Exercises to complete:
1. In the interview below, how would you condense the paragraph beginning "I have two degrees" into a short bulleted list that keeps its main facts?
2. According to the interview below, what skills did Anashkin become proficient in at the institute? List every one.

Excerpt:

Start

Reader Dmitry Anashkin is an instructor at Holy Trinity Orthodox Seminary in Jordanville NY and the author of two monographs on the history of the Russian Church in the twentieth century, both in the homeland and diaspora.
Dmitri Pavlovich, please tell us about your education. How does it help with your research?
I have two degrees. In 1993 I graduated from the Moscow State Pedagogic University. In 1994 I entered our Holy Trinity Seminary, from which I graduated in 1998. As you can see, my initial training makes me a historian, while my second one makes me a theologian. I am currently a history instructor at a seminary, so I’m utilizing both of my decrees. Theological education and historical education complement each other. You understand Church history better when you know civilian history, since the Church doesn’t exist separately from society and the state. The Church is influenced by thousands of processes and events taking place in the world, while the Church in turn influences life around it. Knowledge of civil history allows a wider view of Church history and gives more opportunities of explaining the processes taking place in it. On the other hand civilian history reveals itself differently when analyzed from the viewpoint of a person of the Orthodox Church. Thus, the actions of people of the past, all of whom were believers, are so much more understandable. It’s quite important that at the institute I became proficient in research methodology, working with sources, and analyzing scientific data.

End

Data:
Start

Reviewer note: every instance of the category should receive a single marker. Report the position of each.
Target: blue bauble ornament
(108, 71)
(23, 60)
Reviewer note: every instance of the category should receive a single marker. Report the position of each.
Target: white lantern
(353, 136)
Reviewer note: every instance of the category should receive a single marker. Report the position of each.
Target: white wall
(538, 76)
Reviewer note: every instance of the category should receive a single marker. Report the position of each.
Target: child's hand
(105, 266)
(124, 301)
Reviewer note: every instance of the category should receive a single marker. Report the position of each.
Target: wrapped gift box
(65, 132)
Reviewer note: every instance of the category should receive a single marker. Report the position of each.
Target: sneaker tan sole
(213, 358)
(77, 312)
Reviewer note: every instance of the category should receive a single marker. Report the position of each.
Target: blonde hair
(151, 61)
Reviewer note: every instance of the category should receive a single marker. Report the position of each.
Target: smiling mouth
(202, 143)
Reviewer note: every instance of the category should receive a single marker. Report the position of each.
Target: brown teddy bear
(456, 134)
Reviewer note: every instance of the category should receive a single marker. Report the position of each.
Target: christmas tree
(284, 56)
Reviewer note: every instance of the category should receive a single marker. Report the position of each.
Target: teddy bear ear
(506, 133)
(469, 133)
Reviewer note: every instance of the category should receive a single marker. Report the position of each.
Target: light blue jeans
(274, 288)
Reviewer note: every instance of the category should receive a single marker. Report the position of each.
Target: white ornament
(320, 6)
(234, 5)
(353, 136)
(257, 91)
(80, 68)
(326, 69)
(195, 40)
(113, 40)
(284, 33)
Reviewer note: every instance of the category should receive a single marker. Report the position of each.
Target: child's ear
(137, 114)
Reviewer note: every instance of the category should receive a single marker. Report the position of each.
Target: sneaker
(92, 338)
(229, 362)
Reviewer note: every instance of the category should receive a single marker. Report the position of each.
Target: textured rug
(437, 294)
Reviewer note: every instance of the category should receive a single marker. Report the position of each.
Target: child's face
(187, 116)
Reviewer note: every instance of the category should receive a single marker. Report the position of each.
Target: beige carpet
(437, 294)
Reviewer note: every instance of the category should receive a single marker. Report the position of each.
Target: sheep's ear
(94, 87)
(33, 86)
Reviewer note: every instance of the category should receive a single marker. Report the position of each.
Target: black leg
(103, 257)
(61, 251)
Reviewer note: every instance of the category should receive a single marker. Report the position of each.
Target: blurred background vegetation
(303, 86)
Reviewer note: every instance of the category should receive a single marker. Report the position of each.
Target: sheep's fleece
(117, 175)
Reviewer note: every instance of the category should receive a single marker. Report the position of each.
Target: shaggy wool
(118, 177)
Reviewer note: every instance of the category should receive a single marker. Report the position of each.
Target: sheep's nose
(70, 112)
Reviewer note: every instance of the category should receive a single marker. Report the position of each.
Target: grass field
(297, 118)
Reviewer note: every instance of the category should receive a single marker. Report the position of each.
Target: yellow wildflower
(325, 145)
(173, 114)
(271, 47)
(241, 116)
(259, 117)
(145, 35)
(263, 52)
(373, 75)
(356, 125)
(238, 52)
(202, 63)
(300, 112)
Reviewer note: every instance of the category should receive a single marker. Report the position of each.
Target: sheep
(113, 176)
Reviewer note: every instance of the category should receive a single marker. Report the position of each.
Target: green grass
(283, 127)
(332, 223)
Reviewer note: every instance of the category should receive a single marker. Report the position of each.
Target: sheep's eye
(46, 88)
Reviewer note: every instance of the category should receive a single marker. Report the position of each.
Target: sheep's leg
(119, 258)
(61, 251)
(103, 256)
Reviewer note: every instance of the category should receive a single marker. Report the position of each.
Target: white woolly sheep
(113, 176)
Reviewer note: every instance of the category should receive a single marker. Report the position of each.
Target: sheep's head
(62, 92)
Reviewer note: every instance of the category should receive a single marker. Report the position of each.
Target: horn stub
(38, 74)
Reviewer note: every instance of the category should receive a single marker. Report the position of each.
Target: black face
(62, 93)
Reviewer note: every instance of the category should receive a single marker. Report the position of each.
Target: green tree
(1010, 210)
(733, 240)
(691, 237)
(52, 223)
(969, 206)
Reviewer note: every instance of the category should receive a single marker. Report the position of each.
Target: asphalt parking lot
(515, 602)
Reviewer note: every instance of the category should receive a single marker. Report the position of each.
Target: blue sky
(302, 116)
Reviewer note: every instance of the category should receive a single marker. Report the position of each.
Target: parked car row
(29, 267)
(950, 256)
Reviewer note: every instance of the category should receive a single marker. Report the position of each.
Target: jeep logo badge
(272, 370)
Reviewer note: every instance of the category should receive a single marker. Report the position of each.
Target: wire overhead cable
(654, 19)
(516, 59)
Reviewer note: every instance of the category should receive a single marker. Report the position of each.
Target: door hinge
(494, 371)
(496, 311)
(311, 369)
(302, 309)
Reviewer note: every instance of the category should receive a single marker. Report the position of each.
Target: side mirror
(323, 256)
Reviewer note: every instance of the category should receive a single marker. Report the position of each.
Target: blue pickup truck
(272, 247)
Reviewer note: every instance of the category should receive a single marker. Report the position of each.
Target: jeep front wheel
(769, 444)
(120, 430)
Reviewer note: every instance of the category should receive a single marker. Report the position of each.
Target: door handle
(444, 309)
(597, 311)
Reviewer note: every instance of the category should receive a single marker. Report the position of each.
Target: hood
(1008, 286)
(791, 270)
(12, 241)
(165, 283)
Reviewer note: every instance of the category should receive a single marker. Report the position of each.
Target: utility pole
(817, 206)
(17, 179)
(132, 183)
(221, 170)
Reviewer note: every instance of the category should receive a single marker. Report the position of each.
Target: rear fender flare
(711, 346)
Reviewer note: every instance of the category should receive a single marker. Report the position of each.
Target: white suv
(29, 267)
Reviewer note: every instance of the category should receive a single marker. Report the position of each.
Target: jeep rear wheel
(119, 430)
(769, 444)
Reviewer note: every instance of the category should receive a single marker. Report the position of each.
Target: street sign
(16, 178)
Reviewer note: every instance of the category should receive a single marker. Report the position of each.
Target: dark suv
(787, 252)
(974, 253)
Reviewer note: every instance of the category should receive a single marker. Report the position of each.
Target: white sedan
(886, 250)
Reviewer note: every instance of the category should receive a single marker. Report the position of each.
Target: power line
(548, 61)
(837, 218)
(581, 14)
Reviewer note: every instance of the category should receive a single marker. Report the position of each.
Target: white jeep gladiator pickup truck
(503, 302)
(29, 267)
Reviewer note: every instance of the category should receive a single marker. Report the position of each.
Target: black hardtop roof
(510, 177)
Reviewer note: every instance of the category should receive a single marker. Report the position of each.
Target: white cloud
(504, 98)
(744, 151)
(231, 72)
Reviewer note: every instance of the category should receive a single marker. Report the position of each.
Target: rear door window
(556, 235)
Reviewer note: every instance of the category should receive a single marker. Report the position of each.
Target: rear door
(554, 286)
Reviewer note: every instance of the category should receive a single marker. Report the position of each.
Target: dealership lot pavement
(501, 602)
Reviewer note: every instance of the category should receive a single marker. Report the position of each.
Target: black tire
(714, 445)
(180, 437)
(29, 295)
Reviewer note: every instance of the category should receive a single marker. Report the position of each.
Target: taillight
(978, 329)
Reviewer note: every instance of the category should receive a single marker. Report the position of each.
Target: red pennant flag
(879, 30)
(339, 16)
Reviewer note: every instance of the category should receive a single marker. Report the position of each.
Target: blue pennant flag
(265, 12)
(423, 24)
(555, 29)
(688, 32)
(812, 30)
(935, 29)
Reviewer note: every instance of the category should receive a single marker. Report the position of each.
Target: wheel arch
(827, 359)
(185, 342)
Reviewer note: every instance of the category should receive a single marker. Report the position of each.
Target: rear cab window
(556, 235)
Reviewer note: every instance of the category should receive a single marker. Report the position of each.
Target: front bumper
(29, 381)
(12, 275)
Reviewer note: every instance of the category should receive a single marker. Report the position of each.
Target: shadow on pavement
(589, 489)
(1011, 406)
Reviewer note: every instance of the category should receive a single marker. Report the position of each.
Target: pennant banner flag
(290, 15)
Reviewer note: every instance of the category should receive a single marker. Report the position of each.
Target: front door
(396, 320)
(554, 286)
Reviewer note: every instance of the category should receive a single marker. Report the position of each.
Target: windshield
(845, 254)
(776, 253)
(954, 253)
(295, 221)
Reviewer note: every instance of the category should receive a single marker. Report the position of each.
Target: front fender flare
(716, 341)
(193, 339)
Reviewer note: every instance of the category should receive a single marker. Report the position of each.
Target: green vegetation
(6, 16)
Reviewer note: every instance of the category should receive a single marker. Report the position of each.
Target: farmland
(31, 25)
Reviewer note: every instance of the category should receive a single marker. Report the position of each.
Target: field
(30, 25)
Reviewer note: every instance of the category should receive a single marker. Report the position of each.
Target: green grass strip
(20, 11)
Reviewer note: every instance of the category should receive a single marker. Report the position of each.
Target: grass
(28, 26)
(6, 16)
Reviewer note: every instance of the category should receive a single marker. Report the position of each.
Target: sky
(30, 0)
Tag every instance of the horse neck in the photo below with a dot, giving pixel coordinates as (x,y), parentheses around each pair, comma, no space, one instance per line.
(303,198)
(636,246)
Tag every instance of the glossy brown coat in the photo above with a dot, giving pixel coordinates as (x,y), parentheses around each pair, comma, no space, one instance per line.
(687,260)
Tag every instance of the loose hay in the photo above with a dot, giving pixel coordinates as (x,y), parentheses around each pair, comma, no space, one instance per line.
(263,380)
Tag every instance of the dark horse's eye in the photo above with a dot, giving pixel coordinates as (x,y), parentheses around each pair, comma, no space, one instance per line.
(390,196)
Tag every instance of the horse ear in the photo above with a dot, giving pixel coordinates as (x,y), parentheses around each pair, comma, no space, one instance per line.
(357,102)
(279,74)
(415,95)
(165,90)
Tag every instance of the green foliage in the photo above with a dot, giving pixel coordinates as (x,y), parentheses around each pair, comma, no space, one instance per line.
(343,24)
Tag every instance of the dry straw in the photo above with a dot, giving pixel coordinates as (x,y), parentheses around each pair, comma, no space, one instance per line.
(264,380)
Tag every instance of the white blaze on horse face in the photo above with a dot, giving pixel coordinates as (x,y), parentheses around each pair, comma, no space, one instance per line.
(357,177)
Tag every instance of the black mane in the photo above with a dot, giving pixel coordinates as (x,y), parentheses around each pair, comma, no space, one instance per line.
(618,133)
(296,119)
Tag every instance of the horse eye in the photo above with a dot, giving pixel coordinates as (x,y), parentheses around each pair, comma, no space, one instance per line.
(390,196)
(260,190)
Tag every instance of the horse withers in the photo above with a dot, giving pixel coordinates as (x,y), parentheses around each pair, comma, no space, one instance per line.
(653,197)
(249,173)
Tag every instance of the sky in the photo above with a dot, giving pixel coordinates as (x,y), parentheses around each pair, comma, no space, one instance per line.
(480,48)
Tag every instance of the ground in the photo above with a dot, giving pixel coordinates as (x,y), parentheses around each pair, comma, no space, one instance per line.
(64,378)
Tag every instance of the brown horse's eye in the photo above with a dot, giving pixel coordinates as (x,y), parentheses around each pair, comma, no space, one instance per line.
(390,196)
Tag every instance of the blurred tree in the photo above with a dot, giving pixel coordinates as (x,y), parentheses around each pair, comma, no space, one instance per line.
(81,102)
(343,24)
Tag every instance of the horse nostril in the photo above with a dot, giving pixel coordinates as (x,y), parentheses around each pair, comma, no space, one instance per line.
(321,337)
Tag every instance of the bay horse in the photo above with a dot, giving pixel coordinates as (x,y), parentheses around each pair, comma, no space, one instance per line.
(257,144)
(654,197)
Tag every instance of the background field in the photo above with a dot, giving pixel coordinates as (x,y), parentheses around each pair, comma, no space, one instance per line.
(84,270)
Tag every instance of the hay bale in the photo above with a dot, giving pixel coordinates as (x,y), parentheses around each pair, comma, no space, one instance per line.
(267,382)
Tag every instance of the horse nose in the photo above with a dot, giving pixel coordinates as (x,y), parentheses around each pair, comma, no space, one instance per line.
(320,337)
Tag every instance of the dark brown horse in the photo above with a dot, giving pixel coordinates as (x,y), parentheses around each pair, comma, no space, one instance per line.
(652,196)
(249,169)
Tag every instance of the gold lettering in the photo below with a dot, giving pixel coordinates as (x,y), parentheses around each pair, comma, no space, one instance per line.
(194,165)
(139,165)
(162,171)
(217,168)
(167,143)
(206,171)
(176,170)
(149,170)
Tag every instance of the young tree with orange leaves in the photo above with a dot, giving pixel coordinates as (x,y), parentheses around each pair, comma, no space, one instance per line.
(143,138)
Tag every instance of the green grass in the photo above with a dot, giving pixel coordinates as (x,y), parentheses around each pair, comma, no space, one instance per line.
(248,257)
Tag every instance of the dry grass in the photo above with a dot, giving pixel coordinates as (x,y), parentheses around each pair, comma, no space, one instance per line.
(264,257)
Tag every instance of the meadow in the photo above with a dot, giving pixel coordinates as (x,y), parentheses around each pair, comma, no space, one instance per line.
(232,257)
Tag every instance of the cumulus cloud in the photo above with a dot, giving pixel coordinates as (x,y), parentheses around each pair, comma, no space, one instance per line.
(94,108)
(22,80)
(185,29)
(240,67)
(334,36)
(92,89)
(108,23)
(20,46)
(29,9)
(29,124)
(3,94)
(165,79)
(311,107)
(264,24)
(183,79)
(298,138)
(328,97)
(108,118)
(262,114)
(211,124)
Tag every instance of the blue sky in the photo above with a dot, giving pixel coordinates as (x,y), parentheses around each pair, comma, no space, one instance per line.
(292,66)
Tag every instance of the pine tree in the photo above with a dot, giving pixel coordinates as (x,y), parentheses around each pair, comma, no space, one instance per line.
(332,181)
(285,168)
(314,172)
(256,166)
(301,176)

End

Task answers:
1.
- Graduated from Moscow State Pedagogic University in 1993, which provided training as a historian.
- Entered Holy Trinity Seminary in 1994 and graduated in 1998, which provided training as a theologian.
- Now teaches history at a seminary, drawing on both degrees.
- Theological and historical education complement each other. The Church does not exist apart from society and the state, so knowing civil history widens the view of Church history and helps explain its processes.
- Civil history also looks different from an Orthodox viewpoint. This makes the actions of past people, all of whom were believers, more understandable.
- Proficiency in research methodology, working with sources, and analyzing scientific data came from the institute.

2.
- Research methodology
- Working with sources
- Analyzing scientific data